- Problem statement -
An exact copy of the entries is required, with every image omitted.
** Opening Given records block **
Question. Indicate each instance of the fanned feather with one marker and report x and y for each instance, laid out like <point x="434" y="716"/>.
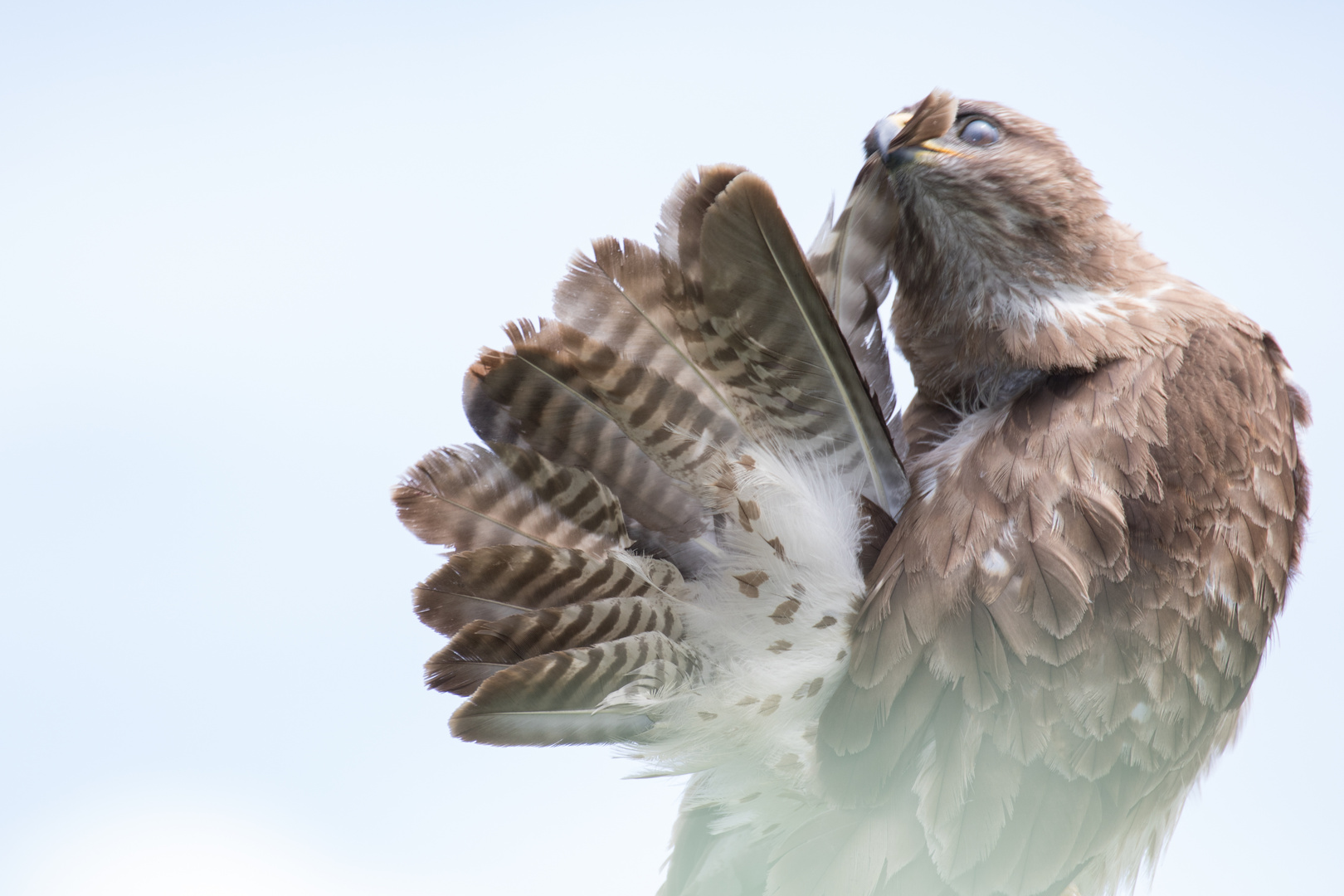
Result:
<point x="851" y="261"/>
<point x="765" y="323"/>
<point x="558" y="698"/>
<point x="470" y="497"/>
<point x="487" y="646"/>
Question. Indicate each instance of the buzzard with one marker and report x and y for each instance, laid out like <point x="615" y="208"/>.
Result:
<point x="980" y="648"/>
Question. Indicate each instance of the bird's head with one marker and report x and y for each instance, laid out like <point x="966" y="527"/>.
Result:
<point x="999" y="238"/>
<point x="988" y="199"/>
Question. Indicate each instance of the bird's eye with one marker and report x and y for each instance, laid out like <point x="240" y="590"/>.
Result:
<point x="980" y="134"/>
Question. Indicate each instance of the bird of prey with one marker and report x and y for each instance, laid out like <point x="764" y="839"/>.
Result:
<point x="981" y="648"/>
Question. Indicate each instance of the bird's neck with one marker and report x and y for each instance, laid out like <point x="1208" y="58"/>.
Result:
<point x="979" y="317"/>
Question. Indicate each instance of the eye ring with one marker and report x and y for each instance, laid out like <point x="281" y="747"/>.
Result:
<point x="979" y="132"/>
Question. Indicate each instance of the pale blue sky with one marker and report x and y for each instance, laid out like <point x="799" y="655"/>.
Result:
<point x="246" y="251"/>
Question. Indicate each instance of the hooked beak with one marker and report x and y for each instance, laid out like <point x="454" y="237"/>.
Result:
<point x="901" y="137"/>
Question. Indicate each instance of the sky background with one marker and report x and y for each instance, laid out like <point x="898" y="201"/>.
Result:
<point x="247" y="250"/>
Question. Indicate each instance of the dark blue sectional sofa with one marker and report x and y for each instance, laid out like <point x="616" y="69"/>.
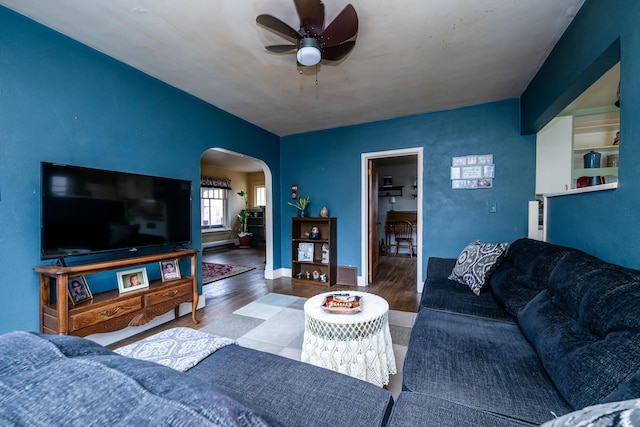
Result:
<point x="557" y="330"/>
<point x="50" y="380"/>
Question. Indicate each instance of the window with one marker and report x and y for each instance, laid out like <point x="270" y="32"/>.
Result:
<point x="261" y="195"/>
<point x="213" y="202"/>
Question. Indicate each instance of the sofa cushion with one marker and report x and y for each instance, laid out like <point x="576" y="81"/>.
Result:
<point x="586" y="329"/>
<point x="417" y="409"/>
<point x="525" y="272"/>
<point x="42" y="385"/>
<point x="448" y="295"/>
<point x="475" y="264"/>
<point x="613" y="414"/>
<point x="480" y="363"/>
<point x="295" y="393"/>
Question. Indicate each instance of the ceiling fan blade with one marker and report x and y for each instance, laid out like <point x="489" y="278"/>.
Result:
<point x="274" y="24"/>
<point x="311" y="13"/>
<point x="335" y="53"/>
<point x="281" y="48"/>
<point x="341" y="29"/>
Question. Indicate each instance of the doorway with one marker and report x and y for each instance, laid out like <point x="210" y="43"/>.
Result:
<point x="239" y="163"/>
<point x="370" y="246"/>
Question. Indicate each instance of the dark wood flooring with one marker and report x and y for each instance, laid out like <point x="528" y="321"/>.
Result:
<point x="396" y="283"/>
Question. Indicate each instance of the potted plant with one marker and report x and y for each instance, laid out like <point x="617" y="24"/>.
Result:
<point x="302" y="205"/>
<point x="244" y="236"/>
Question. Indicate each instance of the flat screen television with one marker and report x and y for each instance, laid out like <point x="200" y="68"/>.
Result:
<point x="87" y="211"/>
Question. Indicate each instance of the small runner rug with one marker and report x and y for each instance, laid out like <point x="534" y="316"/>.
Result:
<point x="275" y="323"/>
<point x="213" y="272"/>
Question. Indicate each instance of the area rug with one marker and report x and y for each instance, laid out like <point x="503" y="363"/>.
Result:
<point x="212" y="272"/>
<point x="275" y="324"/>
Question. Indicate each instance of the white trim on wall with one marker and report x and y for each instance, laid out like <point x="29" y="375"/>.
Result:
<point x="364" y="203"/>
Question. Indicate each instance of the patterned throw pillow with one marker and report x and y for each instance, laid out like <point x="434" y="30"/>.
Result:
<point x="476" y="262"/>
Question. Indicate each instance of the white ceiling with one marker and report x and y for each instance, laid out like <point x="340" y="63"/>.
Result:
<point x="411" y="56"/>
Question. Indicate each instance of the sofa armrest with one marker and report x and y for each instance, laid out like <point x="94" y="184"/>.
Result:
<point x="440" y="268"/>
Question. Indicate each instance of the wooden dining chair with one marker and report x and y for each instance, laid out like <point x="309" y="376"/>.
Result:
<point x="403" y="235"/>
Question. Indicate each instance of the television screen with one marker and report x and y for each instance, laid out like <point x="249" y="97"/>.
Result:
<point x="86" y="211"/>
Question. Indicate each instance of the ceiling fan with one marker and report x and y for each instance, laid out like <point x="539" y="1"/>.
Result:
<point x="313" y="42"/>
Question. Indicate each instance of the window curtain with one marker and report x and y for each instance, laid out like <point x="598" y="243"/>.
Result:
<point x="215" y="182"/>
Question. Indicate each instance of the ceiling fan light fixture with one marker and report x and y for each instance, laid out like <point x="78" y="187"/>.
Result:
<point x="308" y="51"/>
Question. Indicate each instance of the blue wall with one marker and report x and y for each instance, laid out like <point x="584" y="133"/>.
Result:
<point x="326" y="166"/>
<point x="63" y="102"/>
<point x="605" y="223"/>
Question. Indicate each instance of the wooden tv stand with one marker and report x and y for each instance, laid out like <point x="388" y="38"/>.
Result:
<point x="110" y="311"/>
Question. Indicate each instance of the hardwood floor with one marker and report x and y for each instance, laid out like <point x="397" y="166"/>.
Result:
<point x="396" y="283"/>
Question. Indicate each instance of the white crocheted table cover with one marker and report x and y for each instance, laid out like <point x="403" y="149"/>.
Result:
<point x="358" y="345"/>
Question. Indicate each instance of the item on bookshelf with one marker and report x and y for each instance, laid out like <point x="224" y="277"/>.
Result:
<point x="305" y="251"/>
<point x="325" y="253"/>
<point x="132" y="280"/>
<point x="79" y="291"/>
<point x="342" y="303"/>
<point x="314" y="234"/>
<point x="170" y="270"/>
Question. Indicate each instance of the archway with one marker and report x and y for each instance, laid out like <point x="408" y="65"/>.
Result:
<point x="226" y="159"/>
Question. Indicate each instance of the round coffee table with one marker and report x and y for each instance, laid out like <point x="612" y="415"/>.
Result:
<point x="357" y="344"/>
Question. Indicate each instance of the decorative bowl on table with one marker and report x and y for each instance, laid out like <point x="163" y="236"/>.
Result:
<point x="343" y="303"/>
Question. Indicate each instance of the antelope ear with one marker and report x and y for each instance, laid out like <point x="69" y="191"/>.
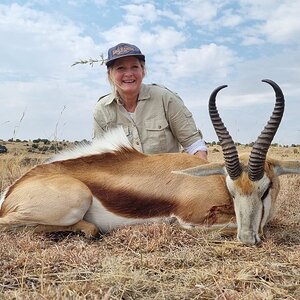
** Closing Given records block **
- Result for this task -
Question. Indicate each instance of the fanned feather with one marker and report x and y for each instance, laid out like <point x="434" y="716"/>.
Result:
<point x="851" y="261"/>
<point x="765" y="323"/>
<point x="558" y="698"/>
<point x="470" y="497"/>
<point x="487" y="646"/>
Question. Indicate each instance of the buzzard with one marker and report x and y for each instance, laid out like <point x="615" y="208"/>.
Result:
<point x="980" y="648"/>
Question. Indicate each instance of the bird's head with one marker and report x and y for each instance, laid out like <point x="966" y="527"/>.
Result:
<point x="999" y="238"/>
<point x="988" y="199"/>
Question. Indicate each instance of the bird's eye with one marker and report x and y for each instance, laid out like <point x="240" y="590"/>.
Result:
<point x="980" y="134"/>
Question. Indicate each instance of the bird of prey with one marker and report x and y for each instance, laid out like <point x="764" y="839"/>.
Result:
<point x="981" y="648"/>
Question. Indicate each instance of the bird's neck with one marker and report x and y for each instance, laid out like <point x="1208" y="58"/>.
Result:
<point x="979" y="317"/>
Question. Indicate each instance of the eye ring with one marker and report x and y for each instance, laid out like <point x="281" y="747"/>.
Result:
<point x="979" y="132"/>
Question. Indicate each instance of the pale blue sky with one marker and report x and y for each instance, laid out like <point x="799" y="655"/>.
Result:
<point x="246" y="251"/>
Question. Indicate each instance of the hooked beak with one marker and report x and y for each instance, laid out like <point x="454" y="237"/>.
Result:
<point x="901" y="137"/>
Question. Indicate each instance of the sky background with one marker and report x and y for each instance, laid out like <point x="898" y="201"/>.
Result:
<point x="247" y="250"/>
Question. Indicate each instance of the dark blue sectional sofa with one marker and report x and y for each instance, laid out like <point x="616" y="69"/>.
Result:
<point x="557" y="330"/>
<point x="50" y="380"/>
Question. Indicate each instance of the window with one marker and report x and y for each instance, laid out like <point x="270" y="32"/>.
Result:
<point x="261" y="195"/>
<point x="213" y="202"/>
Question. Indicate each instance of the sofa cushion with one marker and report x and y for each instance, laid out like <point x="576" y="81"/>.
Result:
<point x="586" y="329"/>
<point x="417" y="409"/>
<point x="525" y="272"/>
<point x="42" y="385"/>
<point x="448" y="295"/>
<point x="475" y="264"/>
<point x="613" y="414"/>
<point x="480" y="363"/>
<point x="295" y="393"/>
Question. Indicate each instance of the ceiling fan blade with one marker and report x and y for each instance, laid out like <point x="489" y="278"/>.
Result:
<point x="274" y="24"/>
<point x="311" y="13"/>
<point x="335" y="53"/>
<point x="281" y="48"/>
<point x="341" y="29"/>
Question. Indicate each instance of the doorway with one marker and report x and y for each instance, laid out like <point x="210" y="43"/>.
Result:
<point x="239" y="163"/>
<point x="370" y="246"/>
Question. Indicate each instance of the dark wood flooring with one marker and report x and y for each instance, laid out like <point x="528" y="321"/>.
Result:
<point x="396" y="283"/>
Question. Indicate each instance of the potted plant with one marker and report x and y for each instance, laid out like <point x="617" y="24"/>.
Result:
<point x="302" y="205"/>
<point x="244" y="236"/>
Question. Indicate each instance of the flat screen television with one marker and report x and y for each instance, laid out like <point x="200" y="68"/>.
Result:
<point x="87" y="211"/>
Question. Indicate each instance of the small runner rug with one marker and report x and y for each instance, laid out like <point x="534" y="316"/>.
Result:
<point x="275" y="323"/>
<point x="213" y="272"/>
Question. Indicate each instance of the area rug with one marker and report x and y for each instance, laid out like <point x="503" y="363"/>.
Result:
<point x="212" y="272"/>
<point x="275" y="324"/>
Question. Indicate each instance of the white trim on wall with one marker and report x and y for each instance, laid out like <point x="29" y="375"/>.
Result:
<point x="364" y="203"/>
Question. Indicate each instance of the patterned throw pillow with one marker and report x and y for each instance, laid out like <point x="434" y="30"/>.
Result:
<point x="476" y="262"/>
Question. Indicate each instance of the white ceiling with one marker and report x and y for each instance, laid out like <point x="340" y="63"/>.
Result:
<point x="411" y="56"/>
Question. Indicate each instance of the sofa armrest with one marker and report x and y for each instance, laid out like <point x="94" y="184"/>.
Result:
<point x="440" y="268"/>
Question. Indicate each instance of the wooden dining chair with one marker and report x and y for each instance, laid out like <point x="309" y="376"/>.
Result:
<point x="403" y="235"/>
Question. Indicate each instance of the television screen with one marker and report x and y for each instance, laid out like <point x="249" y="97"/>.
Result:
<point x="86" y="211"/>
Question. Indicate each instance of the ceiling fan with one marker and report x and y for each instance, laid out like <point x="539" y="1"/>.
Result:
<point x="313" y="42"/>
Question. Indicate each instance of the window curtain with one marker and report x and y for each instance, laid out like <point x="598" y="243"/>.
Result:
<point x="215" y="182"/>
Question. Indicate each instance of the ceiling fan light fixture with one marker and report x and y for each instance, laid out like <point x="78" y="187"/>.
Result:
<point x="308" y="51"/>
Question. Indicate each instance of the blue wall with one marker and report x and y for each instance, laid out like <point x="584" y="133"/>.
Result:
<point x="326" y="166"/>
<point x="63" y="102"/>
<point x="605" y="223"/>
Question. Indicate each instance of the wooden tv stand with one marker and report x and y for each instance, laid out like <point x="388" y="38"/>.
Result:
<point x="110" y="311"/>
Question. Indicate each instance of the hardwood floor with one marker and report x and y for each instance, laid out like <point x="397" y="166"/>.
Result:
<point x="396" y="283"/>
Question. Indicate each instance of the white crocheted table cover with one marker and report x and y for each instance, laid out like <point x="403" y="149"/>.
Result:
<point x="358" y="345"/>
Question. Indicate each instance of the item on bookshelf with one marker and report x and y for each instance, laid out like <point x="224" y="277"/>.
Result:
<point x="305" y="251"/>
<point x="325" y="253"/>
<point x="132" y="280"/>
<point x="79" y="291"/>
<point x="342" y="303"/>
<point x="314" y="234"/>
<point x="170" y="270"/>
Question. Indicate each instance of the archway with one marker and report x and y for each instance, laid out like <point x="408" y="65"/>.
Result:
<point x="226" y="159"/>
Question. Indicate each instance of the round coffee table with one marker and report x and y for each instance, laid out like <point x="612" y="415"/>.
Result:
<point x="357" y="344"/>
Question. Indicate each instance of the decorative bowl on table with one marker and report x and y for each instance, laid out like <point x="163" y="236"/>.
Result:
<point x="343" y="303"/>
Question. Indicate each instance of the antelope ear with one marker and report x and y for each instance, laid out like <point x="69" y="191"/>.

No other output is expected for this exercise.